WORK ORDER: Exclude the pictures from your copy, and reproduce each entry below verbatim.

Referring expression data
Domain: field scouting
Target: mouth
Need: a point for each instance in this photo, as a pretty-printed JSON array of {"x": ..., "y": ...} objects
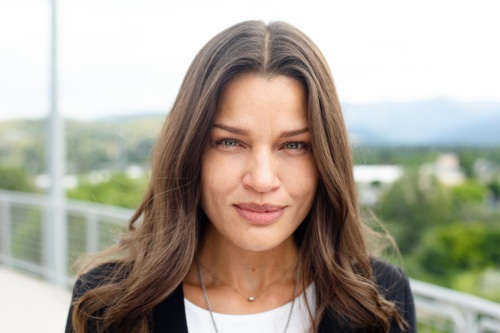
[{"x": 259, "y": 214}]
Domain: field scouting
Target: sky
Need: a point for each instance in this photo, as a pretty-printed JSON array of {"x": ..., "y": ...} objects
[{"x": 120, "y": 57}]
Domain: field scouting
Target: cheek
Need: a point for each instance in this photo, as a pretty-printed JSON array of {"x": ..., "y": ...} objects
[{"x": 301, "y": 179}]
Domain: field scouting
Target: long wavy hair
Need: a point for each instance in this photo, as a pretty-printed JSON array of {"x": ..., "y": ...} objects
[{"x": 156, "y": 253}]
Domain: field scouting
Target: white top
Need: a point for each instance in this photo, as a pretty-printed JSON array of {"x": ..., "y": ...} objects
[{"x": 272, "y": 321}]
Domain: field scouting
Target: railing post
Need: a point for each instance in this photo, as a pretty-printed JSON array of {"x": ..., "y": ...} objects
[
  {"x": 92, "y": 240},
  {"x": 5, "y": 229}
]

OUTPUT FOR THIS EXERCISE:
Domain: field scouting
Target: mouth
Need: a point for each instance in this photo, as a pretty-printed JSON array of {"x": ..., "y": ...} objects
[{"x": 259, "y": 214}]
Domain: field scouting
Target: sky
Need: a point for each instance in this photo, as a pretty-printed JSON array of {"x": ..., "y": ...} objects
[{"x": 120, "y": 57}]
Domain: field scouting
Target: cheek
Need: a point for each instance in this photo, as a pretty-printed JSON array of {"x": ..., "y": ...} objects
[{"x": 301, "y": 179}]
Domain: field scouting
Target: long wavy hair
Need: a point for each instance in this photo, as a pretty-printed JSON array of {"x": ..., "y": ...} objects
[{"x": 156, "y": 253}]
Domain: field scouting
Target: white top
Need: a point for each instance in this photo, as a pretty-printed JSON array of {"x": ..., "y": ...} objects
[{"x": 272, "y": 321}]
Domain: field scouting
Target: railing post
Need: a point for each instance in this photo, as a pretty-printed JSON array of {"x": ..., "y": ...} objects
[
  {"x": 92, "y": 240},
  {"x": 5, "y": 229}
]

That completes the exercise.